Teks Halaman -
•••
Sedangkan untuk melakukan pemungutan pendapatan daerah yang bersumber dari
pajak daerah merupakan wewenang dan tanggungjawab Dinas Pendapatan, Pengelolaan
Keuangan dan Aset Daerah (DPPKAD) atau Biro Keuangan pada Pemerintah Provinsi
atau Pemerintah Kabupaten/Kota masing-masing.
B. Retribusi
Daerah
Retribusi
daerah adalah pungutan Daerah sebagai pembayaran atas jasa atau pemberian izin
tertentu yang khusus disediakan dan/atau diberikan oleh Pemerintah Daerah untuk
kepentingan orang pribadi atau Badan. Perbedaan utama antara pajak daerah dan
retribusi daerah terletak pada imbal jasanya. Pada saat membayar pajak daerah,
pihak yang membayar pajak (wajib pajak) tidak langsung mendapatkan imbalan pada
saat melakukan pembayaran, berbeda dengan retribusi daerah. Pembayaran
retribusi daerah dapat dilakukan jika pembayar retribusi (wajib retribusi)
telah mendapatkan pelayanan atau keperluannya telah difasilitasi oleh pemerintah
daerah.
Objek
retribusi adalah jasa umum, jasa usaha dan perizinan tertentu yang disediakan
atau diberikan oleh pemerintah daerah. Untuk itu, retribusi dapat digolongkan
ke dalam 3 jenis, yaitu Retribusi Jasa Umum, Retribusi Jasa Usaha dan Retribusi
Perizinan Tertentu.
1. Retribusi
Jasa Umum
Objek
Retribusi Jasa Umum adalah pelayanan yang disediakan atau diberikan Pemerintah
Daerah untuk tujuan kepentingan dan kemanfaatan umum serta dapat dinikmati oleh
orang pribadi atau Badan, yang antara lain terdiri dari: Retribusi Pelayanan
Kesehatan, Retribusi Pelayanan Persampahan/Kebersihan, Retribusi Penggantian
Biaya Cetak Kartu Tanda Penduduk dan Akta Catatan Sipil, Retribusi Pelayanan
Pemakaman dan Pengabuan Mayat, Retribusi Pelayanan Parkir di Tepi Jalan Umum,
Retribusi Pelayanan Pasar, Retribusi Pengujian Kendaraan Bermotor, Retribusi
Pemeriksaan Alat Pemadam Kebakaran, Retribusi Penggantian Biaya Cetak Peta,
Retribusi Penyediaan dan/atau Penyedotan Kakus, Retribusi Pengolahan Limbah
Cair, Retribusi Pelayanan Tera/Tera Ulang, Retribusi Pelayanan Pendidikan, dan
Retribusi Pengendalian Menara Telekomunikasi.
Selain
jenis Retribusi diatas, baik pemerintah daerah provinsi maupun kabupaten/kota
dapat menetapkan retribusi jasa umum lainnya, sepanjang telah ditetapkan pada
peraturan pemerintah dan memenuhi kriteria sebagai berikut:
1.Retribusi
Jasa Umum bersifat bukan pajak dan bersifat Retribusi Jasa Usaha atau Retribusi
Perizinan Tertentu.
•••
Data Sumber -
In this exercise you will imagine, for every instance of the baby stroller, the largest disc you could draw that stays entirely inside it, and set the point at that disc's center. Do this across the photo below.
•••
Latihan -
Teruskan teks tentang retribusi daerah, dimulai setelah kalimat terakhirnya.

Jawaban -
2.Jasa
yang bersangkutan merupakan kewenangan daerah dalam rangka pelaksanaan
desentralisasi.
3.Jasa
tersebut memberi manfaat khusus bagi orang pribadi atau Badan yang diharuskan
membayar retribusi, disamping untuk melayani kepentingan dan kemanfaatan umum.
4.Jasa
tersebut hanya diberikan kepada orang pribadi atau Badan yang membayar
retribusi dengan memberikan keringanan bagi masyarakat yang tidak mampu.
5.Retribusi
tidak bertentangan dengan kebijakan nasional mengenai penyelenggaraannya.
6.Retribusi
dapat dipungut secara efektif dan efisien, serta merupakan salah satu sumber
pendapatan daerah yang potensial,
7.Remungutan
retribusi memungkinkan penyediaan jasa tersebut dengan tingkat dan/atau
kualitas pelayanan yang lebih baik.
2.Retribusi
Jasa Usaha
Objek
Retribusi Jasa Usaha adalah pelayanan yang disediakan oleh Pemerintah Daerah
dengan menganut prinsip komersial yang meliputi:
1. Pelayanan
dengan menggunakan/memanfaatkan kekayaan Daerah yang belum dimanfaatkan secara
optimal.
2.Pelayanan
oleh Pemerintah Daerah sepanjang belum disediakan secara memadai oleh pihak
swasta.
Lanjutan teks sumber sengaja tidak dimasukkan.